Task directions
Copy the rows from the line containing "# point at: ceiling beam (one per instance)" through the end of the rows, including both ends, and increase every point coordinate by 45 while keeping all other lines unchanged. Leave the pictures out of your copy.

The input
** Begin **

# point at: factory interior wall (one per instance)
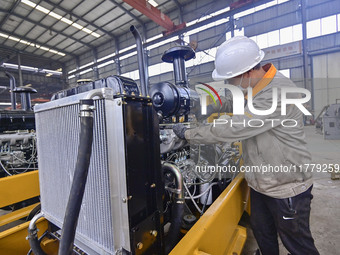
(326, 80)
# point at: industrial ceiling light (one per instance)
(153, 3)
(31, 44)
(61, 18)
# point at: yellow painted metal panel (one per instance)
(16, 188)
(13, 241)
(214, 233)
(16, 215)
(238, 242)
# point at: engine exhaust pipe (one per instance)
(141, 61)
(12, 86)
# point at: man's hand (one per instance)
(179, 129)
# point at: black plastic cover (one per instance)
(119, 84)
(11, 120)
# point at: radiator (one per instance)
(112, 209)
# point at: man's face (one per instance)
(238, 81)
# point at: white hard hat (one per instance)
(236, 56)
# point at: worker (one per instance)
(280, 200)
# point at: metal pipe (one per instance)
(12, 86)
(33, 235)
(19, 71)
(180, 72)
(174, 234)
(141, 61)
(167, 167)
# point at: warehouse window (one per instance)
(328, 25)
(273, 38)
(323, 26)
(285, 72)
(313, 28)
(259, 8)
(159, 68)
(279, 37)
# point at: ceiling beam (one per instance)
(119, 5)
(185, 29)
(152, 13)
(79, 18)
(35, 42)
(15, 51)
(46, 27)
(64, 29)
(11, 10)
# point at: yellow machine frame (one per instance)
(216, 233)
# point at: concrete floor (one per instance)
(325, 213)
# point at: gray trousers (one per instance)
(287, 217)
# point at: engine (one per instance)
(145, 186)
(18, 152)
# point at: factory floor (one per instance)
(325, 213)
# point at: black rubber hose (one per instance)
(79, 179)
(174, 234)
(34, 242)
(33, 235)
(141, 61)
(12, 86)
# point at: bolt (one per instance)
(139, 246)
(153, 233)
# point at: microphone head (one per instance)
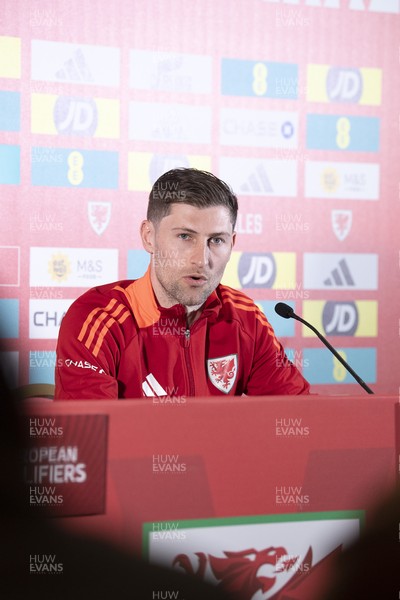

** End **

Reply to the task
# point at: ceiling beam (one per instance)
(164, 50)
(230, 74)
(197, 58)
(124, 63)
(80, 87)
(60, 96)
(91, 72)
(109, 74)
(56, 55)
# point at: yellow machine frame (one per instance)
(261, 278)
# point at: concrete floor (one per instance)
(370, 258)
# point at: gray trousers (one per instance)
(332, 262)
# point at: engine (one per instance)
(190, 231)
(63, 197)
# point at: factory floor (one per instance)
(370, 258)
# point at: black rubber hose (one per instance)
(124, 224)
(219, 279)
(79, 287)
(78, 280)
(186, 106)
(57, 131)
# point at: bolt (one per instance)
(184, 291)
(198, 278)
# point at: microphone head (one per instance)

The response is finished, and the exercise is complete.